>> begin Document
Types of Microfinance
The microfinance models are developed in order to cope with the financial challenges in financially backward areas. There are various types of microfinance companies operating in India.
Joint Liability Group (JLG)
Joint Liability Group can be explained as the informal group consists of 4-10 individuals who try to avail loans against mutual guarantee from banks for the purpose of agricultural and allied activities. This category generally consists of tenants, farmers and other rural workers. They work primarily for lending purposes, although they also offer the savings facility. In this type of institution every individual of a borrowing group is equally liable for the credit (Singh, 2010). This kind of institution is simple in nature and requires little or no financial administration (UBI, no date).
However, one of the serious problems of this structure is personal preferences in lending credit which resulted in a partial failure of the system. Of late due to various promotional initiatives taken by banks such as Indian bank, Karur Vysya Bank and Indian Overseas Bank, the credibility of Joint Liability Group model has received a boost (The Hindu, 2016). It still remains a landmark movement in the area of protection of farmer’s land ownership rights.
Self Help Group (SHG)
Self Help Group is a type of formal or informal group consisting of small entrepreneurs with similar kind of socio-economic backgrounds. Such individuals temporarily come together and generate a common fund to meet the emergency needs of their business. These groups are generally non-profit organizations. The group assumes the responsibility of debt recovery. The advantage of this micro-lending system is that there is no need for collateral. Interest rates are also generally low and fixed especially for women (Chowdhury, 2013; Business Standard, 2017). In addition various tie-ups of banks with SHGs have been implemented for the hope of better financial inclusion in rural areas (Jayadev and Rao, 2012).
>> end Document
• Work to complete:
A. Say whether each statement agrees with the microfinance text, answering yes or no and quoting the text's deciding words: (i) A Joint Liability Group has between 4 and 10 members. (ii) Self Help Groups must put up collateral to borrow. (iii) Self Help Groups are generally for-profit organizations.
B. Pick up the microfinance text after its last sentence and write what comes next.
>> begin Entries supplied
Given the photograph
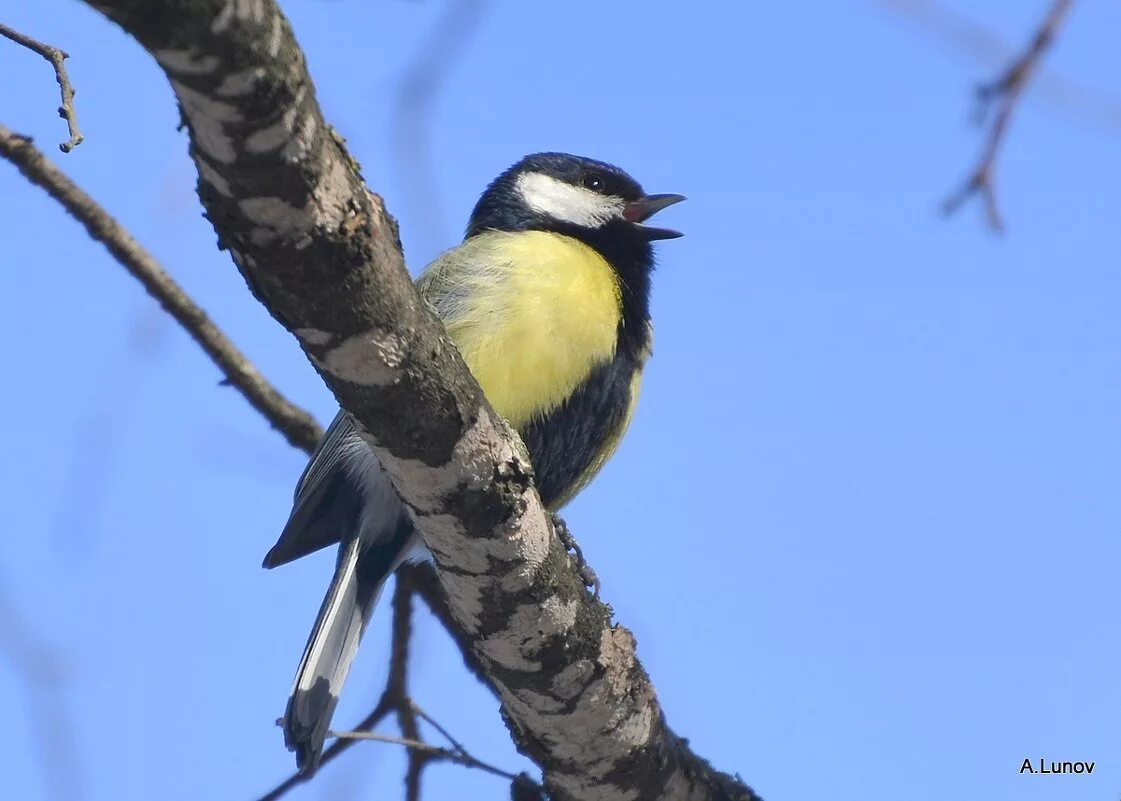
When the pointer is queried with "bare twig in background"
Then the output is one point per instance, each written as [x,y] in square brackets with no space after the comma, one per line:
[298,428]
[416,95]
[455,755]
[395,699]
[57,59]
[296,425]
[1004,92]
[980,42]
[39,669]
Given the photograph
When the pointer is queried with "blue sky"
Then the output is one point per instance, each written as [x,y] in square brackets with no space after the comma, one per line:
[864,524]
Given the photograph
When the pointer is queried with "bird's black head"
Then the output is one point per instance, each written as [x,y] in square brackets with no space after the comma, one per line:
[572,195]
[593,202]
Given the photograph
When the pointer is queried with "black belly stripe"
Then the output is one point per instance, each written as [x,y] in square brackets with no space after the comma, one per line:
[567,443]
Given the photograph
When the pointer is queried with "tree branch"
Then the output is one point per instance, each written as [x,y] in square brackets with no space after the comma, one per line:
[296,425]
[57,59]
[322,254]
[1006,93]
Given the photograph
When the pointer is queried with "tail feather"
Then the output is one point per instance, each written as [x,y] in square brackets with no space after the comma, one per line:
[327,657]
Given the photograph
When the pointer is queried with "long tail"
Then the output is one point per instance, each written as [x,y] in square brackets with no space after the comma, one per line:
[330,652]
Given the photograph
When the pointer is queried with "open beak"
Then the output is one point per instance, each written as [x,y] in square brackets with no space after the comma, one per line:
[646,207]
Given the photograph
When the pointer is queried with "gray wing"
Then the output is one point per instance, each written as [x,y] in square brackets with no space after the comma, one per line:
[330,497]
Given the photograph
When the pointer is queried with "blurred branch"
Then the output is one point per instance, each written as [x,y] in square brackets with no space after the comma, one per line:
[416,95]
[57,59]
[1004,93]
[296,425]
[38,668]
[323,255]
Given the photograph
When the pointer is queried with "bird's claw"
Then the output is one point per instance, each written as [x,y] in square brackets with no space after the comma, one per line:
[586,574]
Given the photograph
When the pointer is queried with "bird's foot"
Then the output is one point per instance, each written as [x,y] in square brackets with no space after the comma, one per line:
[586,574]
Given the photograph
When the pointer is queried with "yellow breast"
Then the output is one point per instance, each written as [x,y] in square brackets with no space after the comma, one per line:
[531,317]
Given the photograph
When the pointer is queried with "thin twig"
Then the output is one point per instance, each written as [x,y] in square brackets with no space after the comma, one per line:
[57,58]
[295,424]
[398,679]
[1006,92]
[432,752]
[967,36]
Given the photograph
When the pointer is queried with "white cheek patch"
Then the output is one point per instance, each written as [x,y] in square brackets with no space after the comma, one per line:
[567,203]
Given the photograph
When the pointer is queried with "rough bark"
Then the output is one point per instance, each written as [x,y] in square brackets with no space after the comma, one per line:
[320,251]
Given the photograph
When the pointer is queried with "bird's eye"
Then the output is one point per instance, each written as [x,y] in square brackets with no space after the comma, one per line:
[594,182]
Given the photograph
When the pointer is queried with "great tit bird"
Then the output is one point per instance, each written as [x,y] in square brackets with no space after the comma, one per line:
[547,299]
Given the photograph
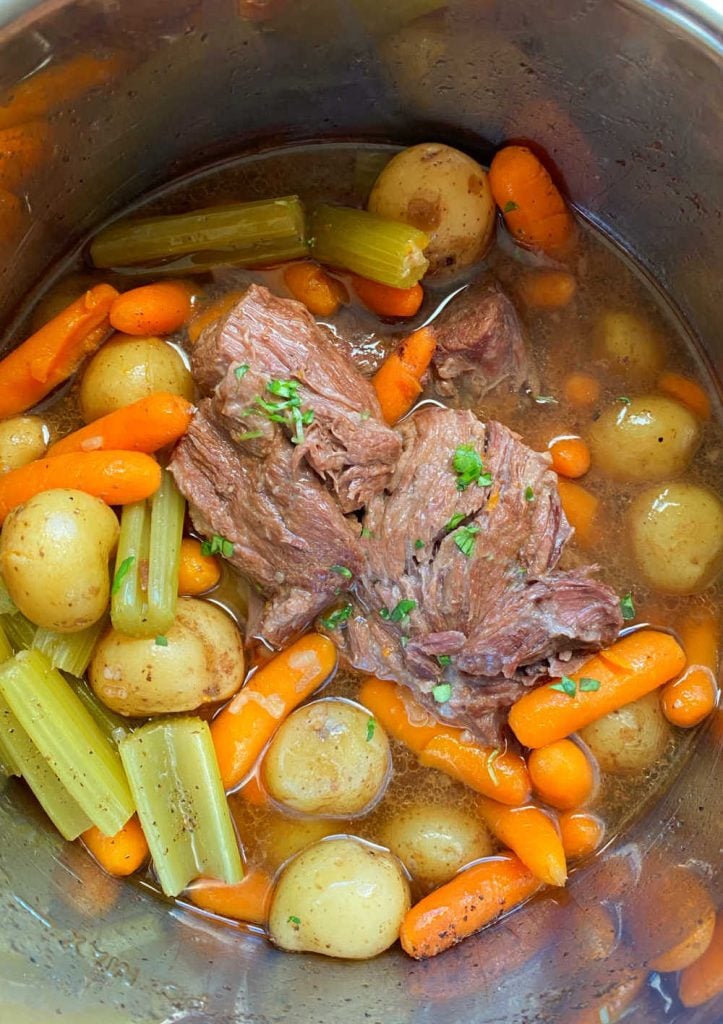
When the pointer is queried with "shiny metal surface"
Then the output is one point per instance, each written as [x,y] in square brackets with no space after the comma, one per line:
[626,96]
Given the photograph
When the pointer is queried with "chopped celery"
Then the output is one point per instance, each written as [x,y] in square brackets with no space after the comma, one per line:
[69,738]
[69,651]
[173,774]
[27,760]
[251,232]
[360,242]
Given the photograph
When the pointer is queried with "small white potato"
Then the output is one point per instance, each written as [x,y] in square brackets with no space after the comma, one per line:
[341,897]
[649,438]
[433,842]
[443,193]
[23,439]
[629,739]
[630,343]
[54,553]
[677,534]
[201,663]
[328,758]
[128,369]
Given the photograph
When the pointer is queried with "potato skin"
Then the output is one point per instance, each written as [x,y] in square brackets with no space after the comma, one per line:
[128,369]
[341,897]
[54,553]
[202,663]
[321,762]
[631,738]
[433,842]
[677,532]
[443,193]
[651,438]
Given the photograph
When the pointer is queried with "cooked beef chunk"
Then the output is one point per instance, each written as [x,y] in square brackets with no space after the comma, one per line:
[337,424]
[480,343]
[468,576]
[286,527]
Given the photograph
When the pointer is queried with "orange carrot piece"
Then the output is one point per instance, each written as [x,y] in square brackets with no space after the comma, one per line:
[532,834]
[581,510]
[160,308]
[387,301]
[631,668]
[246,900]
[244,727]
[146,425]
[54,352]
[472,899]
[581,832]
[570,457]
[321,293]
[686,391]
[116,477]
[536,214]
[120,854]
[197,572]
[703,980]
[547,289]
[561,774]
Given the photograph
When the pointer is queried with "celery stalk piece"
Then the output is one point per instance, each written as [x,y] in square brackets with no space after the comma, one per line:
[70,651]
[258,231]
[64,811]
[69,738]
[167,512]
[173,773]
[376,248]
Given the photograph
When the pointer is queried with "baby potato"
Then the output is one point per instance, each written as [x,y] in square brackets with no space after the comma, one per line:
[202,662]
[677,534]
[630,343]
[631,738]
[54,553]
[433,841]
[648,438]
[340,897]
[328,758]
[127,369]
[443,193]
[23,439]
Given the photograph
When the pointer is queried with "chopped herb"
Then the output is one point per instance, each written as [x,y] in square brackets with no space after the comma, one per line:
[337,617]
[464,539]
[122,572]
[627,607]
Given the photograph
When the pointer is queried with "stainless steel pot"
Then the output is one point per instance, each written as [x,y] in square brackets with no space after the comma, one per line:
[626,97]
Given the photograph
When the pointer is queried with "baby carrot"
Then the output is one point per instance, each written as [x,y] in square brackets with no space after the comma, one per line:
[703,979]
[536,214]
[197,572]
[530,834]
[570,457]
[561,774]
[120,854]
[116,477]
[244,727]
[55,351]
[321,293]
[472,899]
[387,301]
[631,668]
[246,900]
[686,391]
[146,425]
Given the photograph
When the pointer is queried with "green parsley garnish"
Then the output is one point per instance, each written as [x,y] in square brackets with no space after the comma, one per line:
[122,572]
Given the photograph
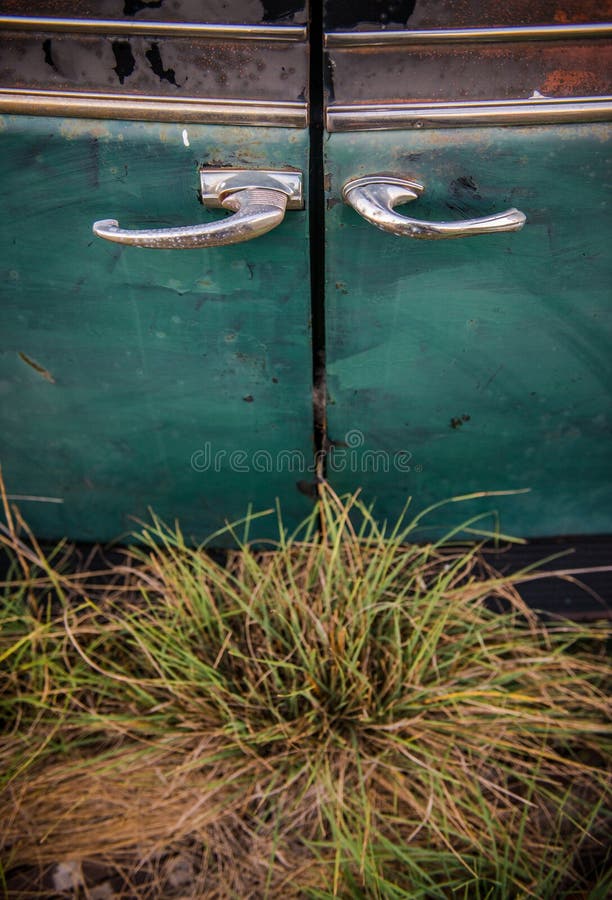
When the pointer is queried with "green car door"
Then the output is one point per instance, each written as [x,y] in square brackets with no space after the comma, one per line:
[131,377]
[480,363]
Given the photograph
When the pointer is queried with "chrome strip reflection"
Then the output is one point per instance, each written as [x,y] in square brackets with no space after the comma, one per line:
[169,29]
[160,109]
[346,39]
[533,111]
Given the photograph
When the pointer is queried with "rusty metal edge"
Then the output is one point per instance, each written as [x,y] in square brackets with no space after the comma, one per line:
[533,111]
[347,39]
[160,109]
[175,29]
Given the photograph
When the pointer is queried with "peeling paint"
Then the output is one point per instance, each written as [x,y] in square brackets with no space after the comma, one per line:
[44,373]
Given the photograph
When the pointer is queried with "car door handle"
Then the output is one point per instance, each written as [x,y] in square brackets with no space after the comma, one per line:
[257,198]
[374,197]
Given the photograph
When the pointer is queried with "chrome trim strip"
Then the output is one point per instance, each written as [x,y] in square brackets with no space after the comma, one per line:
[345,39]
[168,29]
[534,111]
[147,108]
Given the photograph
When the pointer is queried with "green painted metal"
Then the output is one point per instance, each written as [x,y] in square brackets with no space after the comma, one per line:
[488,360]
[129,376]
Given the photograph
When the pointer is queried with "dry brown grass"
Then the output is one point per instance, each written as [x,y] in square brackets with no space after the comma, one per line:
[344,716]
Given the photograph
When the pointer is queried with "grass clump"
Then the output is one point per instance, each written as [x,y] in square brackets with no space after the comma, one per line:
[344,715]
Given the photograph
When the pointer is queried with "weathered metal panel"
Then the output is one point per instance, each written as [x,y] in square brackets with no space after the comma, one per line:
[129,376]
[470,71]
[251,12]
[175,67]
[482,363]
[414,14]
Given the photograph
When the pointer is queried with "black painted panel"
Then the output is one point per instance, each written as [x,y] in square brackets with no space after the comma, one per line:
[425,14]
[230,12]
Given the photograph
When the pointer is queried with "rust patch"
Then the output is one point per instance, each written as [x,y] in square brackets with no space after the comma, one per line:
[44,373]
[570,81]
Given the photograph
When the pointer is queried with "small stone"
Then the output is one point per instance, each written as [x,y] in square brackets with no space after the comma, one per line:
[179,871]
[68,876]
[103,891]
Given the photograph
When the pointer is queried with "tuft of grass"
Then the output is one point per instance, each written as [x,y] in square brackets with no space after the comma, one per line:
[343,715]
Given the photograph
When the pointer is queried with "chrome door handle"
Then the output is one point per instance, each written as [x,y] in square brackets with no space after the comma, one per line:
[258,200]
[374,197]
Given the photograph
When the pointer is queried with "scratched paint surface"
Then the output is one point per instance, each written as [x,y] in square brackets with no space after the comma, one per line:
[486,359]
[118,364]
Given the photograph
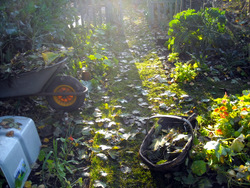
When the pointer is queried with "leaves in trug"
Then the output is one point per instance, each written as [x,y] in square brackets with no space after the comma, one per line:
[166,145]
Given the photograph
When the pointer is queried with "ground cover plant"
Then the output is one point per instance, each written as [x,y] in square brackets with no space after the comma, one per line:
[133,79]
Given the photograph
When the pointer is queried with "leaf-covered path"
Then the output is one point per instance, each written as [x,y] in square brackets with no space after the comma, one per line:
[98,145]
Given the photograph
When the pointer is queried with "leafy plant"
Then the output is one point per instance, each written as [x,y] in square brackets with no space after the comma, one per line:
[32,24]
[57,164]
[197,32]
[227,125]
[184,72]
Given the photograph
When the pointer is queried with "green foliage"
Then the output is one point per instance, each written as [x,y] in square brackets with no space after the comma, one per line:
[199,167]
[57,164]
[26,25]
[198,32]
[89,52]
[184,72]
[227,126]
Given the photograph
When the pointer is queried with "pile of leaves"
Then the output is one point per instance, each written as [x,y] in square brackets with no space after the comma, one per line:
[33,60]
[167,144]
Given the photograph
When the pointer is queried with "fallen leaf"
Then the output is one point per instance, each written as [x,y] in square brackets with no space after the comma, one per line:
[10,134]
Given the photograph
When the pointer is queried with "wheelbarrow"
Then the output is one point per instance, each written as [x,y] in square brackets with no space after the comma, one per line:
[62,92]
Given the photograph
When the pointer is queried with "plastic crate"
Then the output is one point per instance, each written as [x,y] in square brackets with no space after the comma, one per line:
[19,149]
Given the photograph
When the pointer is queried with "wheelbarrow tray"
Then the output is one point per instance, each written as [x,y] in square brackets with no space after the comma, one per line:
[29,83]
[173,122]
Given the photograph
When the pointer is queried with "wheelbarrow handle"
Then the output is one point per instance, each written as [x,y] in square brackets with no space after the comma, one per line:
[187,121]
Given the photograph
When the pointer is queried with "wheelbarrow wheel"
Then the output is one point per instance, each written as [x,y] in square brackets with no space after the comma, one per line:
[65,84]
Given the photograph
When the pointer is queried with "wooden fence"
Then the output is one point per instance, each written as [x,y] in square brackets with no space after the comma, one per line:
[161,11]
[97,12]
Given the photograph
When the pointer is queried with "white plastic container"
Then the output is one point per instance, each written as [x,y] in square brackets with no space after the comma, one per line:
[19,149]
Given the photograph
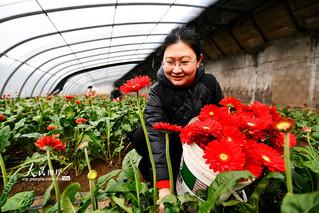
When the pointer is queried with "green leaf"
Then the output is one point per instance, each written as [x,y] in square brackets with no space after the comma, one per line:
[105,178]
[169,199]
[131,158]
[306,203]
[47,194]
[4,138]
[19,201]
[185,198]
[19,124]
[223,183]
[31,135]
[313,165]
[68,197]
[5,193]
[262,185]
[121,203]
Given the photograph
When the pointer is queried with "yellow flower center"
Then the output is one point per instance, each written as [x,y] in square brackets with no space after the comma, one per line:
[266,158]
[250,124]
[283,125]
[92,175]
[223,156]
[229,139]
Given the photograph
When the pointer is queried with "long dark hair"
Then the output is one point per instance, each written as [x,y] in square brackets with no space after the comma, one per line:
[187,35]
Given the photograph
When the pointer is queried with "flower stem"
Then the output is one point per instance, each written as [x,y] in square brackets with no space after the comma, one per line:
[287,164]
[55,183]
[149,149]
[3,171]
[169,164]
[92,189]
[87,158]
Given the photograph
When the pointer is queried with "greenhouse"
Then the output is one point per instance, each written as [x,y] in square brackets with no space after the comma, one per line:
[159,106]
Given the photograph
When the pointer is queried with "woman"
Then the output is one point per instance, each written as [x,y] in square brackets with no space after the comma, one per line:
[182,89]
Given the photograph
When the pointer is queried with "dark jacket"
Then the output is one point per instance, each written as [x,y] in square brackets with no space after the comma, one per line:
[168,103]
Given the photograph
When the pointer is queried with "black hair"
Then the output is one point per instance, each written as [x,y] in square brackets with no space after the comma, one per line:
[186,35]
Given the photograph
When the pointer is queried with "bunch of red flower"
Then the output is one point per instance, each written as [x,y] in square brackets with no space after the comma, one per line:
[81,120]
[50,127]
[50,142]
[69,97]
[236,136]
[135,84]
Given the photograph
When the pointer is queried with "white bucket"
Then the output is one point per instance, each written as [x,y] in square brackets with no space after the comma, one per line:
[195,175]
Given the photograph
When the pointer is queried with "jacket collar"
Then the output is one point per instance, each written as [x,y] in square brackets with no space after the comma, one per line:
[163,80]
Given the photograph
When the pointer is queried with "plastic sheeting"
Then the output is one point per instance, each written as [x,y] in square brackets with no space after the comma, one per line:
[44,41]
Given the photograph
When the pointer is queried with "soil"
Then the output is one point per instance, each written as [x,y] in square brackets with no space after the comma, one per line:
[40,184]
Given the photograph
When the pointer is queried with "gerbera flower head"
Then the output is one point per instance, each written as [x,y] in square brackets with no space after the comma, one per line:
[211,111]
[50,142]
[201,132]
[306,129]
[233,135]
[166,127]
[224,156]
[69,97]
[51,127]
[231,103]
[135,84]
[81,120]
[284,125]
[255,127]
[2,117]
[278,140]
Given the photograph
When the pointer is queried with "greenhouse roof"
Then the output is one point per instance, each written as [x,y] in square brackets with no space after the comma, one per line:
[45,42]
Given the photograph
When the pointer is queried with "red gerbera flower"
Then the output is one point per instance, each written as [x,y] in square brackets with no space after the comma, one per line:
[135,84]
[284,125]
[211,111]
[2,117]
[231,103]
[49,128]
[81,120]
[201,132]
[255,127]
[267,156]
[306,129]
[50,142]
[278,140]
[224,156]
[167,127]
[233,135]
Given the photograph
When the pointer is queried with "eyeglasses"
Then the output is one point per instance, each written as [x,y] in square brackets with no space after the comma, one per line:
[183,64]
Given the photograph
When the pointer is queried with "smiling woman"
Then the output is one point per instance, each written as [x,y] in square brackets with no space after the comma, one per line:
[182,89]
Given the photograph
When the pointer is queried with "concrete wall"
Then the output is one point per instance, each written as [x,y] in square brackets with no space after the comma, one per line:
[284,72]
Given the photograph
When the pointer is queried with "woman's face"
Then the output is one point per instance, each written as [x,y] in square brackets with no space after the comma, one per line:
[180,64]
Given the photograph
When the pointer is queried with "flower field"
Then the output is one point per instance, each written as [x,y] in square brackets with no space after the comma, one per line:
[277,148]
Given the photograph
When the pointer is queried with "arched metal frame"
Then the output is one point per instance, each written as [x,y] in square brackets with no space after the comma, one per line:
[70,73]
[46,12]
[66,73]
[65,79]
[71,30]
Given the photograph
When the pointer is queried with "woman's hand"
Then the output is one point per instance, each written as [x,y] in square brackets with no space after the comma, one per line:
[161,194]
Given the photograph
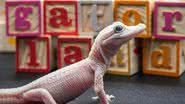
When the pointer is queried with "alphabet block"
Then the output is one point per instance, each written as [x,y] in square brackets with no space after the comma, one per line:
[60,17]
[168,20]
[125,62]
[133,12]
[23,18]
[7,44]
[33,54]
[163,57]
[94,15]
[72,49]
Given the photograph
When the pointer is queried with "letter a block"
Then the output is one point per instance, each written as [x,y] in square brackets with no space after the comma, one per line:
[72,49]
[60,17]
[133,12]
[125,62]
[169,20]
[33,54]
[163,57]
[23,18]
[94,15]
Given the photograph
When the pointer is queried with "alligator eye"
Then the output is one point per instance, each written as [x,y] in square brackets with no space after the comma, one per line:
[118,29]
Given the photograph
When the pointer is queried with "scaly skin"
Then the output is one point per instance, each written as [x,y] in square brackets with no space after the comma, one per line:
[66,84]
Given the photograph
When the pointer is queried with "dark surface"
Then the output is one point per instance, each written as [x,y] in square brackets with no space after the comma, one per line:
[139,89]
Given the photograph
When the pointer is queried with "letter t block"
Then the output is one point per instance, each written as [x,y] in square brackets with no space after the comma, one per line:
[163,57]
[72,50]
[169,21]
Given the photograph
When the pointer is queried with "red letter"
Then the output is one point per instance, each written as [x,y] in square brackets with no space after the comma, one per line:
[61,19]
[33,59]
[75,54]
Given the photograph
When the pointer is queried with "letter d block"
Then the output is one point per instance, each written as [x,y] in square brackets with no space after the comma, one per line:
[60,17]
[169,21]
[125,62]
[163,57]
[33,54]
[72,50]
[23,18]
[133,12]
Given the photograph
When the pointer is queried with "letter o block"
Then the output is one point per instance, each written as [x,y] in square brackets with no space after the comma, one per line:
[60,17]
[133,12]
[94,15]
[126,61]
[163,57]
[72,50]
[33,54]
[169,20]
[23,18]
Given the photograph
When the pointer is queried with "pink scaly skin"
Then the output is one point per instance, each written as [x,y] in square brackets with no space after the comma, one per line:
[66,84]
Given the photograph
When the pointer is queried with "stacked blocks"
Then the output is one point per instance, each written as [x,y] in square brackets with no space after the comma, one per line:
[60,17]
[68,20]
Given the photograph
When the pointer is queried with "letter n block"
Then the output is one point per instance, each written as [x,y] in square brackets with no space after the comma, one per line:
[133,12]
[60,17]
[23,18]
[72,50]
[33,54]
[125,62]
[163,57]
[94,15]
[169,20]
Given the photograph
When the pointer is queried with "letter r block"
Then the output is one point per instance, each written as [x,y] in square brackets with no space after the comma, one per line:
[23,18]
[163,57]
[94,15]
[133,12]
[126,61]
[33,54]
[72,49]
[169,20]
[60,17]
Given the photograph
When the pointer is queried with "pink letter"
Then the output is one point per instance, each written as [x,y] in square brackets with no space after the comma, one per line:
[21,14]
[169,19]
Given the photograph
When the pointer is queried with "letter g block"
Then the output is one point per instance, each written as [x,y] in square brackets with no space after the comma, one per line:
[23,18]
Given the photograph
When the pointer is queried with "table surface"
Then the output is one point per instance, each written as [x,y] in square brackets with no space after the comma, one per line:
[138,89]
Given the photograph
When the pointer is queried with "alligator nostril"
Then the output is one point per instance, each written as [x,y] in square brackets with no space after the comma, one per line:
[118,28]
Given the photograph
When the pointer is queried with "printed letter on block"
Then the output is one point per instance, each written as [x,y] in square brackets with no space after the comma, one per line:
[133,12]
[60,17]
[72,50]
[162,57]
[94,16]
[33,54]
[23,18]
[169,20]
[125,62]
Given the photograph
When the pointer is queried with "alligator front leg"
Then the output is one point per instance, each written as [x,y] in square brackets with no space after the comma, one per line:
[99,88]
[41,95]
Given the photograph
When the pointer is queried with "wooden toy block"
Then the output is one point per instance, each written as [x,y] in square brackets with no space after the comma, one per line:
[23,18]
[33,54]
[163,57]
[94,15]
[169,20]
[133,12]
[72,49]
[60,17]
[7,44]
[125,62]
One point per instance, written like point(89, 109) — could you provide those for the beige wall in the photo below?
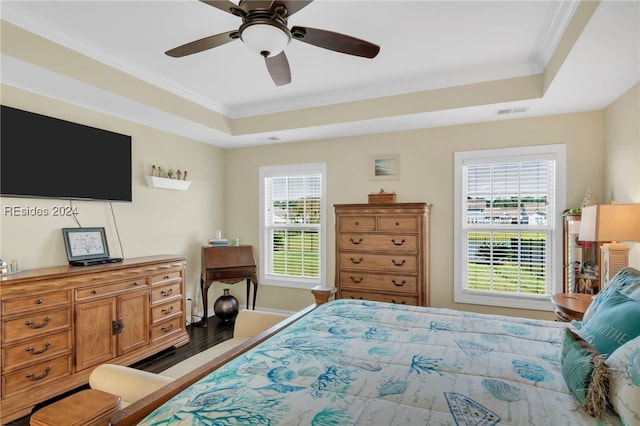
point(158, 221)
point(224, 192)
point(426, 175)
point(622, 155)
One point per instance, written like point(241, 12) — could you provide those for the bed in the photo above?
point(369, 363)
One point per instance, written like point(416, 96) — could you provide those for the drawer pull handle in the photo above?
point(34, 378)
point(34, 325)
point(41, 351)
>> end Entries supplied
• Responses in order:
A.
(i) Yes: "consists of 4-10 individuals"
(ii) No: "there is no need for collateral"
(iii) No: "These groups are generally non-profit organizations."

B.
One of the most important ones is NABARD SHG linkage program where many self-help groups can borrow credit from bank once they successfully present a track record of regular repayments of their borrowers. It has been very successful especially in Andhra Pradesh, Tamil Nadu, Kerala and Karnataka and during the year of 2005-06. These states received approximately 60% of SGH linkage credit (Taruna and Yadav, 2016).
The Grameen Bank Model
Grameen Model was introduced by the Nobel laureate Prof. Muhammad Yunus in Bangladesh during 1970s. It has been widely adopted in India in the form of Regional Rural Banks (RRB). The goal of this system has been the overall development of the rural economy which generally consists of financially backward classes. But this model has not been fully successful in India as rural credit and system of recovery are a real problem. Huge amount of non-performing assets also led to failure of these regional banks (Shastri, 2009). Compared to this model Self Help Groups have been more successful as they are more suited to the population density of India and far more sustainable (Dash, 2013).
Rural Cooperatives in India were set up during the time of independence by the government. They used the mechanism to pool the resources of people with relatively small means and provide financial services. Due to their complex monitoring structure, their success has been limited. In addition, this system only catered to the credit-worthy individuals of rural areas, not covering a large part of the country’s financially backward section (Rajendran, 2012).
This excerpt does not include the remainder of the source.